## Stated task:
Take the lines of the records from the line with "round cactus body?" up to and including the line with "88 139 L 102", and write them out again with "round cactus body" switched to "barrel cactus". Leave everything else in those lines unchanged.

* BEGIN Extracted information *

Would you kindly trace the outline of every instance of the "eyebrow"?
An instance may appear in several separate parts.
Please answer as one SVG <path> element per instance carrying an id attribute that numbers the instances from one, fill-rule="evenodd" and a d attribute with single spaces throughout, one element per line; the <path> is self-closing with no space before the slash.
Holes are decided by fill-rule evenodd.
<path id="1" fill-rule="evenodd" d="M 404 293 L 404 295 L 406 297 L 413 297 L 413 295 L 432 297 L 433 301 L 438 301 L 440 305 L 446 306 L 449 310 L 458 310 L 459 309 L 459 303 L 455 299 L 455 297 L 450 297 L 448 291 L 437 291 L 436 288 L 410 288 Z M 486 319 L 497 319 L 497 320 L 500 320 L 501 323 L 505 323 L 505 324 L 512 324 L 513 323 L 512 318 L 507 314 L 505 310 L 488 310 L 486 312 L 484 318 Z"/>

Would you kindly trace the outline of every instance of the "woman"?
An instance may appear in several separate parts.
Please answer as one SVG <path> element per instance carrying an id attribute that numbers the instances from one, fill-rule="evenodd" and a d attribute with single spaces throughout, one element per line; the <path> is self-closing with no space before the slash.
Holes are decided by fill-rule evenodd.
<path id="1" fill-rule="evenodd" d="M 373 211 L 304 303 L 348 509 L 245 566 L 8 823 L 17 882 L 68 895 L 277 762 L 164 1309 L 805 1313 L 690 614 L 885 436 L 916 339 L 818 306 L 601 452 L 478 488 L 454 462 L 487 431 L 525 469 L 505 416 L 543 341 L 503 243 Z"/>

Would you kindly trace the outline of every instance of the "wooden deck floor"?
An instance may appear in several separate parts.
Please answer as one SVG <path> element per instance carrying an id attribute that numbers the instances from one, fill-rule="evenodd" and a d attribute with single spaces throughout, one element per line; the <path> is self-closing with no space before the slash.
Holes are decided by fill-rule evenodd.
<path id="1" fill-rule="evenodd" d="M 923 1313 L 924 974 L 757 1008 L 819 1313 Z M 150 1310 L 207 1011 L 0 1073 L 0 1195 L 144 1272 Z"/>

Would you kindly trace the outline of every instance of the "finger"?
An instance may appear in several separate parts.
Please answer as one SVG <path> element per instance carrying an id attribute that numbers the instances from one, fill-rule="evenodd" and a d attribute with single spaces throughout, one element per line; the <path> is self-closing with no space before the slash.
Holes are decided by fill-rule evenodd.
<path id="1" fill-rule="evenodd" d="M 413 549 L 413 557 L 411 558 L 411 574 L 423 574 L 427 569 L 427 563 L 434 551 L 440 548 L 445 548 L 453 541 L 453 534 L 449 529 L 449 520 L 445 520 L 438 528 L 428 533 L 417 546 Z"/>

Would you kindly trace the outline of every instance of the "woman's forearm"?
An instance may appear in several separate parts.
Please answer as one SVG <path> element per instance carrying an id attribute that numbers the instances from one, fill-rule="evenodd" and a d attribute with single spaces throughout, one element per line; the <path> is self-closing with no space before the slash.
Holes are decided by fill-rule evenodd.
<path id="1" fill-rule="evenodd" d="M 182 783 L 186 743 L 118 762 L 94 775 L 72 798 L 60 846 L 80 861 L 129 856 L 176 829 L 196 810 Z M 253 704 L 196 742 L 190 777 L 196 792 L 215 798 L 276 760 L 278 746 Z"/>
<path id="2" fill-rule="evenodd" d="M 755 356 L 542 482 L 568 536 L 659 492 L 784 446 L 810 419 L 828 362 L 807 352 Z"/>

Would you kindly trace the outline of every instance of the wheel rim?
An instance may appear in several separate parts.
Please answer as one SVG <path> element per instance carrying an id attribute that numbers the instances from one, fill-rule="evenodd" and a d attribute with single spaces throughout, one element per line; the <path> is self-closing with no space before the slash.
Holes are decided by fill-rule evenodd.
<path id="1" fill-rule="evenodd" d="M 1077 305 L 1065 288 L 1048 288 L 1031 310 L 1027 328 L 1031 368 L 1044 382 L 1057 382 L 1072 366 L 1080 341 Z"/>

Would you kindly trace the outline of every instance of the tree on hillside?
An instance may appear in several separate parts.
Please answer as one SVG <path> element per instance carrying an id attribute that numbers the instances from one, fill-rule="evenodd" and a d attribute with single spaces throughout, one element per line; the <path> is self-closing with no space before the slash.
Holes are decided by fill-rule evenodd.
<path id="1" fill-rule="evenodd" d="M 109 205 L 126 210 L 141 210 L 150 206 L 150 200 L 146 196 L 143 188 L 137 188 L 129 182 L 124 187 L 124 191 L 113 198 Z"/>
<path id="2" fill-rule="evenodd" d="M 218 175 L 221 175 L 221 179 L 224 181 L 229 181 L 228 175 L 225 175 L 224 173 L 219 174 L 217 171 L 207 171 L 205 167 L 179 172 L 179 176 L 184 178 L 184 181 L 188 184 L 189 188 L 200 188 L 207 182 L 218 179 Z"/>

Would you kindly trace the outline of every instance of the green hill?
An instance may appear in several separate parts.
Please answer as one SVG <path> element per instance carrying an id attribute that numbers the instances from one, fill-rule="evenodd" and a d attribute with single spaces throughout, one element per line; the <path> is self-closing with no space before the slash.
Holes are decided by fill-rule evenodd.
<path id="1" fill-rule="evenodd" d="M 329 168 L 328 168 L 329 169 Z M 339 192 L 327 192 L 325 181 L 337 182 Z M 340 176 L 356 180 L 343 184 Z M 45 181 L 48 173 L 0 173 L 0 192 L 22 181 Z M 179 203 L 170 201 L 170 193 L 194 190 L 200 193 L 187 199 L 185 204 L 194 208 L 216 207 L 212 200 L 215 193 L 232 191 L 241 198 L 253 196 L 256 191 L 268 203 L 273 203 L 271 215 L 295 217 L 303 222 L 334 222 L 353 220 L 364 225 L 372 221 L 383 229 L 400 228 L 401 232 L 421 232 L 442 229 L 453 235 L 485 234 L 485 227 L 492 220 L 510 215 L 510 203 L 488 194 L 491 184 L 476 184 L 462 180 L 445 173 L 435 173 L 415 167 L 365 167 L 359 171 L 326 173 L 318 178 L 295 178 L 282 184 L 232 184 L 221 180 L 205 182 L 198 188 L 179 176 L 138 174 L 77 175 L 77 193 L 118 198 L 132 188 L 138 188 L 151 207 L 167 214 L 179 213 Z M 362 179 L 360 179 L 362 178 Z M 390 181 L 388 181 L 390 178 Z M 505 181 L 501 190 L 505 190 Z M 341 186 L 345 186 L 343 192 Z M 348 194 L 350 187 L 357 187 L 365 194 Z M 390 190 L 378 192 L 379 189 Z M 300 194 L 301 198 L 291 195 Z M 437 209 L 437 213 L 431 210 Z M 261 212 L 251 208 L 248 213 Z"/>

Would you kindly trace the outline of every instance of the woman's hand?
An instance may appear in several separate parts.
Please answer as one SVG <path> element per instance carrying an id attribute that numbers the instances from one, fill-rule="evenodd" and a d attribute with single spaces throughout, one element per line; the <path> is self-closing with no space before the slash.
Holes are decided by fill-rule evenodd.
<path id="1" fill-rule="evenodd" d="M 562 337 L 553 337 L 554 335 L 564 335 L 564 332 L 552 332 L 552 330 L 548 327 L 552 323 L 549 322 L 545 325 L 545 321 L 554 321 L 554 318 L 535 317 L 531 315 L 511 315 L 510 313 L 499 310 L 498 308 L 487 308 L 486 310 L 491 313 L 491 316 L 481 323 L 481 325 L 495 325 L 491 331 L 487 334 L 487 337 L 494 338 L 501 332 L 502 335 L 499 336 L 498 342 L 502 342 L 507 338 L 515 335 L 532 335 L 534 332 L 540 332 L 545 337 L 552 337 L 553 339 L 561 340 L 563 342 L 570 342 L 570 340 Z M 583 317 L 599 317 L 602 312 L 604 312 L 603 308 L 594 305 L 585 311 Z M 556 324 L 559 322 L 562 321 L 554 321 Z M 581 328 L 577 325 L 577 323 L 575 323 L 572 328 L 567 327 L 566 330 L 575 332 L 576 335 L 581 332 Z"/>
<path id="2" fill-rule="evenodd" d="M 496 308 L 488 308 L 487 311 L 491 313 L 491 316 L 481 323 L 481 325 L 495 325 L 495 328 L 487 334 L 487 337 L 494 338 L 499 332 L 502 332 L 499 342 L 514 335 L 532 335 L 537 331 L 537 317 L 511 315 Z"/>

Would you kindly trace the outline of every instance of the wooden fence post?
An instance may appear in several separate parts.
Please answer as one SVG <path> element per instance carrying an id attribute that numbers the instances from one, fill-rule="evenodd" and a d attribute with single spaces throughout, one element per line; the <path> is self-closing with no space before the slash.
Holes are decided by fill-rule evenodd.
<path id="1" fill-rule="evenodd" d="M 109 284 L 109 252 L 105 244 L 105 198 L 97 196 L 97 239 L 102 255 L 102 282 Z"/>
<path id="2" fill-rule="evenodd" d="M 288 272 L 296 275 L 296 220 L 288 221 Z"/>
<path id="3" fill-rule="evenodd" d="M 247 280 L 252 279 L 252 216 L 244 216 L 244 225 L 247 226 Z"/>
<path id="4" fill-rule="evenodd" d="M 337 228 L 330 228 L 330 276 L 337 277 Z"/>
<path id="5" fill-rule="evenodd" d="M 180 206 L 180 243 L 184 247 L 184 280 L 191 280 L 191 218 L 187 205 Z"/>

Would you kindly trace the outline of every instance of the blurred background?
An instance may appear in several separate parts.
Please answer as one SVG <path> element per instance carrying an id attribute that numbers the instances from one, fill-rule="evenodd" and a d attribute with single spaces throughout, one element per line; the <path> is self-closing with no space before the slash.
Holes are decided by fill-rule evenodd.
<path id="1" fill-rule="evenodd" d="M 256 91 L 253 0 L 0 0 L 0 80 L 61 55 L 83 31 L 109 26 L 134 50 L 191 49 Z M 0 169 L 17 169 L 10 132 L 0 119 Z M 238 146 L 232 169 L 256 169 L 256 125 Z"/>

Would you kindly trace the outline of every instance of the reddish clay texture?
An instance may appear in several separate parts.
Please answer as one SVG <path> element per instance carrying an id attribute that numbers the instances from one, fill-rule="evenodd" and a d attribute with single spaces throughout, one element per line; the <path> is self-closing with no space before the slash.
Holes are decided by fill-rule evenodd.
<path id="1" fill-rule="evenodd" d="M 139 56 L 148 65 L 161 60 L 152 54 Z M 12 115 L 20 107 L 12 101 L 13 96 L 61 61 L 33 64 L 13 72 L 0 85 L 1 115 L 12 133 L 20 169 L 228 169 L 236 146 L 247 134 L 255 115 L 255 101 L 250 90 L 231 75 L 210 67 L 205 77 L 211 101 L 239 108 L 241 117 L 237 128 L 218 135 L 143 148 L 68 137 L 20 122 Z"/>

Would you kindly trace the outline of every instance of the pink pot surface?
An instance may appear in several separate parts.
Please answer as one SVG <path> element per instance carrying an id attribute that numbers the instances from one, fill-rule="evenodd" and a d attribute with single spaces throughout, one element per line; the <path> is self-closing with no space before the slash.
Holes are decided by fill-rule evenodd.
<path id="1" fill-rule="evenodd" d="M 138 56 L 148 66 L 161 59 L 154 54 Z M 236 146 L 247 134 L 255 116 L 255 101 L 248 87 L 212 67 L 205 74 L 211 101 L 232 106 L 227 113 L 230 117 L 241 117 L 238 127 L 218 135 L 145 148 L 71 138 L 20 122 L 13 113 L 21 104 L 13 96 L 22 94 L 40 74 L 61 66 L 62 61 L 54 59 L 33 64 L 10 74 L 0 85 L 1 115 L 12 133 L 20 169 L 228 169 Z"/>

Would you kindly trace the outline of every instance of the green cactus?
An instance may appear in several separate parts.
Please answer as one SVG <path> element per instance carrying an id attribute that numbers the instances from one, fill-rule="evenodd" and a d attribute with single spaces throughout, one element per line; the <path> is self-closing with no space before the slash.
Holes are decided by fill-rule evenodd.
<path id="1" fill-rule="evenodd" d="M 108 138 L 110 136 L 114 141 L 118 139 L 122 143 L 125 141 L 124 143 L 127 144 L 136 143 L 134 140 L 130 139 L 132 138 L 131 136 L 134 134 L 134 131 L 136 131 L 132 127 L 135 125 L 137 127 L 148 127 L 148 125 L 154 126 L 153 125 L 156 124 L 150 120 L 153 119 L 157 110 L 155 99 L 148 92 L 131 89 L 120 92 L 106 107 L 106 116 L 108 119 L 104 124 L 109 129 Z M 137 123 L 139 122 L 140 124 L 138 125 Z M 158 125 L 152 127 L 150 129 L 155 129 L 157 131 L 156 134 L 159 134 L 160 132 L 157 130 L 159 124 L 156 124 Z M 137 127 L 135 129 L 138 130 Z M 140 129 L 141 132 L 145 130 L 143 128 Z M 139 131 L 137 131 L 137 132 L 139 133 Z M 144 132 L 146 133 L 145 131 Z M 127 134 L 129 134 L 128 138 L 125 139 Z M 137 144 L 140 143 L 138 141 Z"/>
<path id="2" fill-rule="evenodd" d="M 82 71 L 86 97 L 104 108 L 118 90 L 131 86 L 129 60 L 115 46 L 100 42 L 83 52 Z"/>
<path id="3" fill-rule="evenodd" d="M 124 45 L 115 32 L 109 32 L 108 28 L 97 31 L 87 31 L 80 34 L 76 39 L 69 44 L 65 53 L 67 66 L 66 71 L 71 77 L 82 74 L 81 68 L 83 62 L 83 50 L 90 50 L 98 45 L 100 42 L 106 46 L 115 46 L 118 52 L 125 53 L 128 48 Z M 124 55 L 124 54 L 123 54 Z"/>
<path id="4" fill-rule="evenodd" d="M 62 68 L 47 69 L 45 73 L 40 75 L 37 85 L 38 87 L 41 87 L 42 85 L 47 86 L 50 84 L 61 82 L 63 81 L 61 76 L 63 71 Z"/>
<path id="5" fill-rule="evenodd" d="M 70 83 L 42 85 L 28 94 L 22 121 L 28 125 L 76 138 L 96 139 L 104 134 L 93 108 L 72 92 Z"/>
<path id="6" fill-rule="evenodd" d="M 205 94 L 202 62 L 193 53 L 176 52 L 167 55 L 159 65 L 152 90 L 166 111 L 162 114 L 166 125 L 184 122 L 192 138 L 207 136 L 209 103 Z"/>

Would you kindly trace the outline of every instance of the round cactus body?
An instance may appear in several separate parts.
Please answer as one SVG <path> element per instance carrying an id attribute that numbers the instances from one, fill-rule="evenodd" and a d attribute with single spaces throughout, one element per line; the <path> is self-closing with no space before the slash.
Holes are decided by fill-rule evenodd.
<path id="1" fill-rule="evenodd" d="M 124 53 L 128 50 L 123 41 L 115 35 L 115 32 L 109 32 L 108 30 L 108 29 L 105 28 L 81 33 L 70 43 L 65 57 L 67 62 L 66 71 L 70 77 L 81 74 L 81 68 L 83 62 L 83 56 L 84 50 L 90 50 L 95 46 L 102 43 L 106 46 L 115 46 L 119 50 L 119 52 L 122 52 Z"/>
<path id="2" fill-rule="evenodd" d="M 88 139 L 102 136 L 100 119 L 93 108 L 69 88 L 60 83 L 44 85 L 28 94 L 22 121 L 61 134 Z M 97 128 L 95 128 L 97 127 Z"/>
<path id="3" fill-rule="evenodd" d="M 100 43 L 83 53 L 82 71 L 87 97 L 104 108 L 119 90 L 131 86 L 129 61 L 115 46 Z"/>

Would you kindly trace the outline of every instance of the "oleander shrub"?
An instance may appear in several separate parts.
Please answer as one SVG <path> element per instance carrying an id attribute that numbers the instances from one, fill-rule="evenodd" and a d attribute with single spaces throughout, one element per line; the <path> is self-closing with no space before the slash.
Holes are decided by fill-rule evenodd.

* END Extracted information *

## Exercise response:
Would you kindly trace the outline of every instance of the barrel cactus?
An instance may appear in several separate parts.
Please answer as one SVG <path> element per instance carrying an id attribute that numbers the instances from one, fill-rule="evenodd" and a d attribute with single spaces throughout, one element per line; the <path> is self-closing with no space before the slash.
Holes are decided by fill-rule evenodd.
<path id="1" fill-rule="evenodd" d="M 124 53 L 128 50 L 123 41 L 115 35 L 115 32 L 109 32 L 108 30 L 108 29 L 105 28 L 81 33 L 70 43 L 65 57 L 67 62 L 66 71 L 70 77 L 81 74 L 81 68 L 83 62 L 83 56 L 84 50 L 90 50 L 95 46 L 102 43 L 106 46 L 115 46 L 119 50 L 119 52 L 122 52 Z"/>
<path id="2" fill-rule="evenodd" d="M 88 139 L 102 136 L 100 119 L 93 108 L 69 88 L 60 83 L 44 85 L 28 94 L 22 121 L 61 134 Z M 97 128 L 95 128 L 97 127 Z"/>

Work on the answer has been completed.